* **STATED GOAL**:
Retype, exactly as written, every line from the one containing "woman in white" through the last line of the records below, both included; skip the pictures.

(Image point annotation entries)
━━━━━━
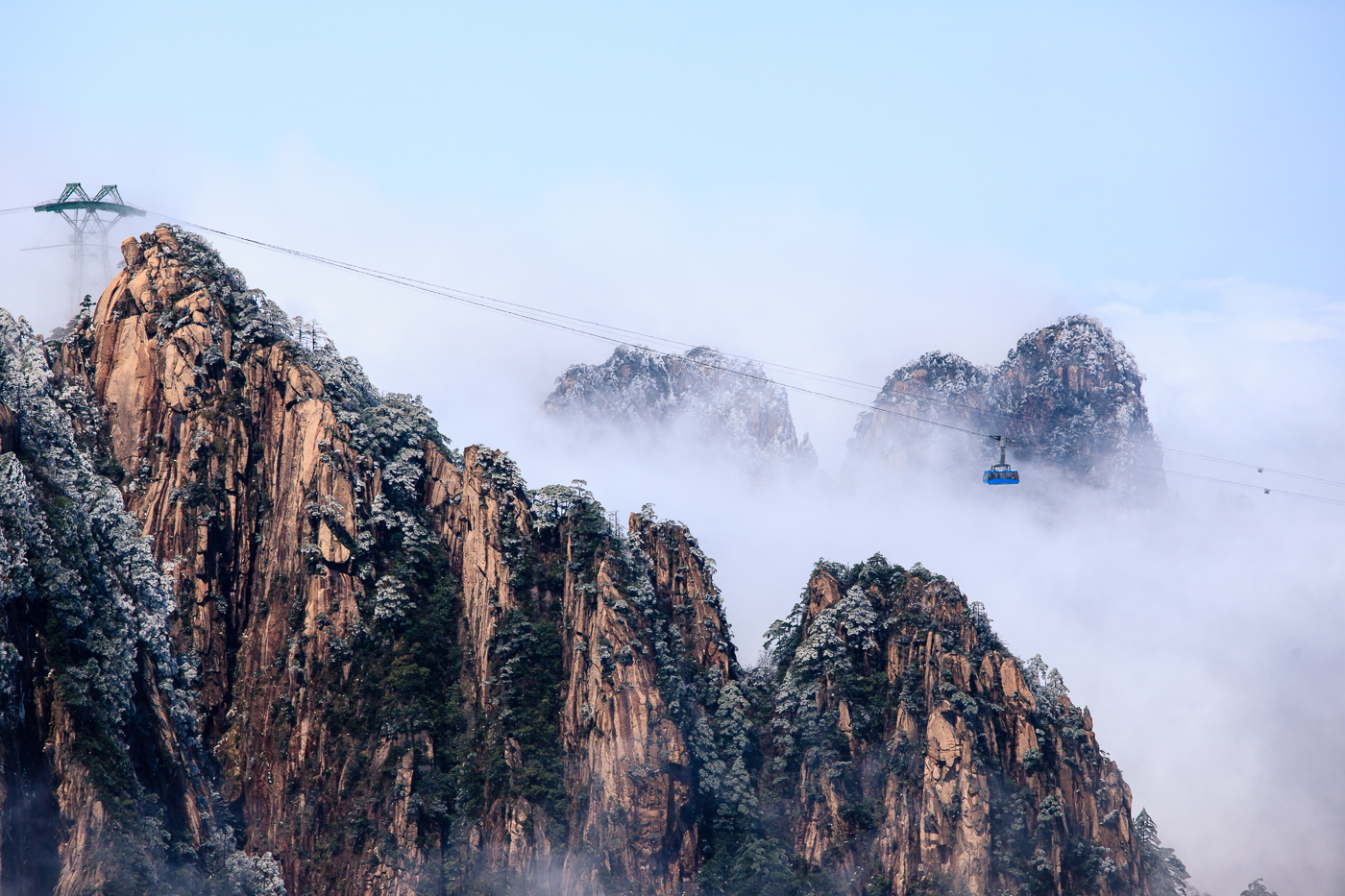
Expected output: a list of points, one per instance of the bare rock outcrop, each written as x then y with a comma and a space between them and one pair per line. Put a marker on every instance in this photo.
716, 400
1069, 396
268, 630
917, 752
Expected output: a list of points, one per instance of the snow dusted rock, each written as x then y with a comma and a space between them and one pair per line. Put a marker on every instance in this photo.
715, 399
1068, 396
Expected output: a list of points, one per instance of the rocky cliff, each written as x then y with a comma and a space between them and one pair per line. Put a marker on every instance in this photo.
1069, 397
716, 400
346, 658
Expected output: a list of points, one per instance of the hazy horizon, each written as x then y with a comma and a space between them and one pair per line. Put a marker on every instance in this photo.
841, 191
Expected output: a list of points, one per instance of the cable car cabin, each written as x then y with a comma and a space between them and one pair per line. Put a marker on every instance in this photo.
999, 473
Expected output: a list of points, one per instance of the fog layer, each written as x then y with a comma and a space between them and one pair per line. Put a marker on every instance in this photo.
1201, 634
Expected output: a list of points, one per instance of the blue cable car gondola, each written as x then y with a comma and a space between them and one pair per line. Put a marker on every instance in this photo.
1001, 473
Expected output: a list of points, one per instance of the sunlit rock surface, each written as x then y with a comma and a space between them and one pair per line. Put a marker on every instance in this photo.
346, 658
725, 403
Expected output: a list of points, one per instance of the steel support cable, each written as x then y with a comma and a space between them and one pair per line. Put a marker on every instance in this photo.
515, 309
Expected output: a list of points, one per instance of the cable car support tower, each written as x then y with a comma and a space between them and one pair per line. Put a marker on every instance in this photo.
90, 221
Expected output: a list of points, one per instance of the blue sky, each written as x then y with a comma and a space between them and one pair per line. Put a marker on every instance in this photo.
1105, 140
833, 186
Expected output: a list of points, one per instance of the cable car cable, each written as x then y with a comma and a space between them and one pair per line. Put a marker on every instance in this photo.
495, 304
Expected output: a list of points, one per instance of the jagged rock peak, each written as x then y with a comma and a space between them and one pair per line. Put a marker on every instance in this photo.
722, 400
346, 660
1069, 396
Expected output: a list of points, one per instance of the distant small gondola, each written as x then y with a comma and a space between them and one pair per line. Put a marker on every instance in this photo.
1001, 473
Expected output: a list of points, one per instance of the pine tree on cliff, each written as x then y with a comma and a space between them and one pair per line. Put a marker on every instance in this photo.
1167, 875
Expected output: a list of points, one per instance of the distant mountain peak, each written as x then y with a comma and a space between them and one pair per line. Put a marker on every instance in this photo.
1066, 395
709, 396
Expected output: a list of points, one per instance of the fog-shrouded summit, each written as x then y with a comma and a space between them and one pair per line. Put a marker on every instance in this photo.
703, 395
1068, 396
266, 633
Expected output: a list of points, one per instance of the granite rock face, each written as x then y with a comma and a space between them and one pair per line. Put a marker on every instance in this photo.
266, 633
1069, 397
717, 400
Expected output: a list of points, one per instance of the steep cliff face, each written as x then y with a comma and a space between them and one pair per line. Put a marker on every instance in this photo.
103, 782
1068, 396
407, 678
721, 401
352, 660
915, 751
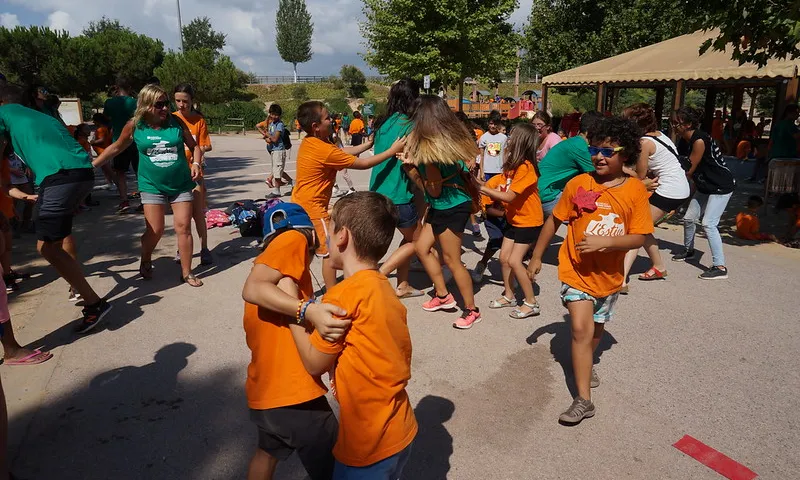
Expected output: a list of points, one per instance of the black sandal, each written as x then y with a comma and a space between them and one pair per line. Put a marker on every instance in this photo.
189, 279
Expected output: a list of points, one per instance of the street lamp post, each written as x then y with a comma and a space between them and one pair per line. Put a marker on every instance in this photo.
180, 26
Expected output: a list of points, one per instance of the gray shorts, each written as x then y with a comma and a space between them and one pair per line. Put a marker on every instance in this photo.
164, 199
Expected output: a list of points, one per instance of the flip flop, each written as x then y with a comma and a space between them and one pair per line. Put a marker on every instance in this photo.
35, 358
411, 294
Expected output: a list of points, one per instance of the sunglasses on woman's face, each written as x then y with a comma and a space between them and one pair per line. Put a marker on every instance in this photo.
607, 152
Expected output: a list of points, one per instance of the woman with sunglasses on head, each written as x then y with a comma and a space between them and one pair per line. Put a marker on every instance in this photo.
659, 160
713, 183
164, 175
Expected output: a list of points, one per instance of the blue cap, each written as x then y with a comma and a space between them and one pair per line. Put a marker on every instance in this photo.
293, 217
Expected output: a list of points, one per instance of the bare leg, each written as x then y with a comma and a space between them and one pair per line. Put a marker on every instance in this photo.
68, 267
451, 251
583, 333
262, 466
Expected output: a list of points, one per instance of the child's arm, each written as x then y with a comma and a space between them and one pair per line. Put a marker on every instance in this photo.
546, 235
369, 162
261, 288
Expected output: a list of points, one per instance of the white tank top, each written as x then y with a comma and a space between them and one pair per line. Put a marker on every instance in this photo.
672, 182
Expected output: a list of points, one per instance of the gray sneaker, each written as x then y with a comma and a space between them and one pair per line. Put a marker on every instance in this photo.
576, 412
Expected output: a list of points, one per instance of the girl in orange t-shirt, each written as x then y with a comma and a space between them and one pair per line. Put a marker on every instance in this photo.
524, 215
196, 124
607, 213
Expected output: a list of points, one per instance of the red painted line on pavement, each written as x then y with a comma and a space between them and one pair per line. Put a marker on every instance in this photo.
713, 459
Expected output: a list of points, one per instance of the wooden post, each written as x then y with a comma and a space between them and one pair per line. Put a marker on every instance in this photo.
600, 104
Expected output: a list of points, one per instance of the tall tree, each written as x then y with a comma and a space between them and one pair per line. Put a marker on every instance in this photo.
294, 31
562, 34
199, 34
447, 39
756, 29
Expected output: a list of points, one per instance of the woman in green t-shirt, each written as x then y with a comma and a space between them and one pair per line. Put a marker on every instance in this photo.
434, 160
389, 179
164, 175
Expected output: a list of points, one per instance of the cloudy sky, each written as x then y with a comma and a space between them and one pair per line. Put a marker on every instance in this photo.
247, 23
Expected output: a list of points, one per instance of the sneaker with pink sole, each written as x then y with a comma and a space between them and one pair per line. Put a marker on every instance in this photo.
435, 304
467, 321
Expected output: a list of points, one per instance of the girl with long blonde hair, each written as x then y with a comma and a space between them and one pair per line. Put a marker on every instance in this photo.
164, 176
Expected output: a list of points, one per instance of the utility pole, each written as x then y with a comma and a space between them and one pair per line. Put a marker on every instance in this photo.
180, 26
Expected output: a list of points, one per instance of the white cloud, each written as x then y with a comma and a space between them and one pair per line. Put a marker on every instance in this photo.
248, 24
8, 20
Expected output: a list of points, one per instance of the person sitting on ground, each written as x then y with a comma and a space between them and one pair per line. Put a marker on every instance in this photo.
748, 226
65, 176
372, 362
286, 403
607, 214
318, 161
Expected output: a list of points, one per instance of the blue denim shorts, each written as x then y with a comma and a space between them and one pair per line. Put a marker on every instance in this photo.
387, 469
407, 216
603, 307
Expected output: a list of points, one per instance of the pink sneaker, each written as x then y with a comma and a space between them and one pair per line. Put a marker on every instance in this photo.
467, 321
435, 304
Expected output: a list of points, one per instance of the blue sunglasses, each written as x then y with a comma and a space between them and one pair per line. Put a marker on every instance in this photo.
607, 152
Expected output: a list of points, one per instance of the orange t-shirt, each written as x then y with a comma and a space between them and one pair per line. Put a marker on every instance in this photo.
199, 130
498, 182
6, 202
317, 164
105, 134
276, 376
376, 420
748, 226
356, 126
621, 210
526, 209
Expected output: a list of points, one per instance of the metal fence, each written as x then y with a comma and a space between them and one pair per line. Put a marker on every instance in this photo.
279, 80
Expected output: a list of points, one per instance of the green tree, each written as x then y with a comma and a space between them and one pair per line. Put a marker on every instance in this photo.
447, 39
564, 34
214, 77
294, 30
199, 34
354, 80
756, 29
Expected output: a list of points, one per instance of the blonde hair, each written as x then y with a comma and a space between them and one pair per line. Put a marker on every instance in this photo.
148, 96
438, 135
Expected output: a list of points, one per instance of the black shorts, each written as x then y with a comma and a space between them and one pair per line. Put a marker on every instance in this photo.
127, 159
60, 194
309, 428
454, 219
666, 204
523, 235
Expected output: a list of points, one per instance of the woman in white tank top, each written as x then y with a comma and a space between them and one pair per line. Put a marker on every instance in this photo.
658, 160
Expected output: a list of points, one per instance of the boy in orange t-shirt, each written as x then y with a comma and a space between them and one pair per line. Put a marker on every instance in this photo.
286, 403
373, 360
318, 160
607, 214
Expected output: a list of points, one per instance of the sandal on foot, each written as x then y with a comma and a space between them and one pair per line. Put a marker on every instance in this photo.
519, 314
653, 274
146, 270
191, 280
504, 303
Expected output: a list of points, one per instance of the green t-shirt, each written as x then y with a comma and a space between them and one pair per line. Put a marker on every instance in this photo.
784, 144
388, 178
41, 141
450, 196
163, 168
119, 109
562, 163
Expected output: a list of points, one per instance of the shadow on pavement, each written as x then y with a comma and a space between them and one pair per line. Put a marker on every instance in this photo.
560, 348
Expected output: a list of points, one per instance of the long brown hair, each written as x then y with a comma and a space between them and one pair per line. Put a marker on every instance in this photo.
438, 136
522, 146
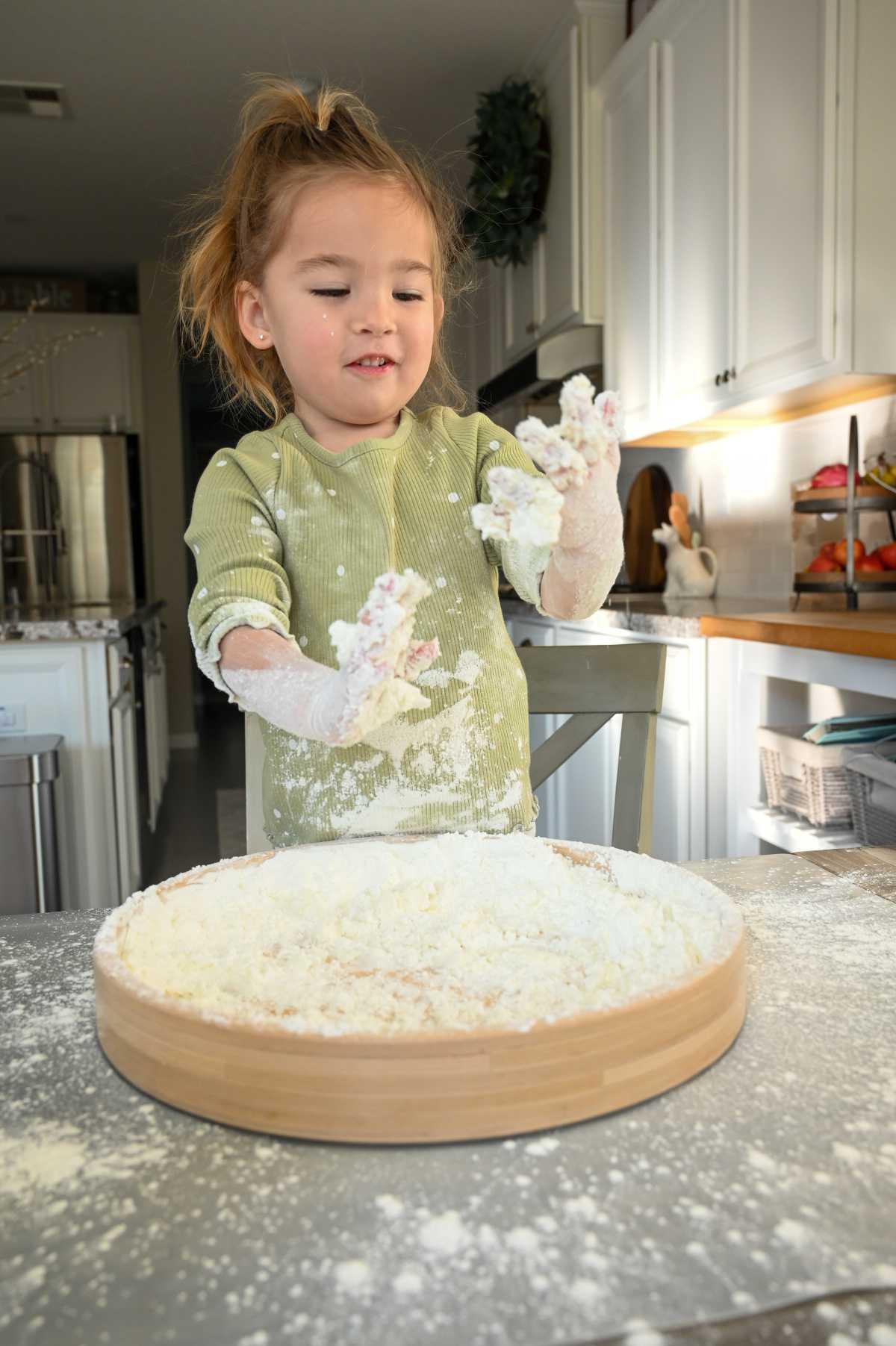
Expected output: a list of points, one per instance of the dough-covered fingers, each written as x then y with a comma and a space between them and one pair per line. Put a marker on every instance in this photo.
272, 677
523, 508
374, 653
━━━━━━
* **RESULT FOR THIS TASK**:
Expected output: a list of points, one per instance of the woman in white tank top, each written as x then y with a comma and a space between them and one pair per line. Put a marker on every instance in this photo.
658, 160
Expected output: a list of points, one per instance of the boy in orange t-shirt, each written as x then y with a comma and a space between them and one pair per line. Put a marker on every instance in this photo.
286, 403
373, 360
318, 160
607, 214
Expected output: a list of points, one per instance of the sandal on foot, each written as x then y with a comma and a space between them and one pair per line. Put a marker on every instance in this photo.
519, 314
653, 274
146, 270
191, 280
504, 303
Expected output: a list of points, one per instance of the green t-shirt, each written as x then y with a comma and a space between them and one pair per line. Put a marker on every instance in this photo.
784, 144
388, 178
41, 141
450, 196
163, 168
119, 109
562, 163
Expected output: a list of points, one per instance of the shadow on pavement, each written as x then y with a comma and a space between them and one pair per line. Put a marker on every instance in this photo.
560, 348
Expected output: a list of points, one per instance of the long brown hair, each written as x then y with a comma and a space between them and one pair per line. Put a marker on every instance in this photo.
438, 136
522, 146
Expected output: a list of points, one per instance of the dough-covered fingers, each written as x then y with a comma and a space between them and one pair per line. Put a marker on every instance in this photo.
272, 677
523, 508
374, 653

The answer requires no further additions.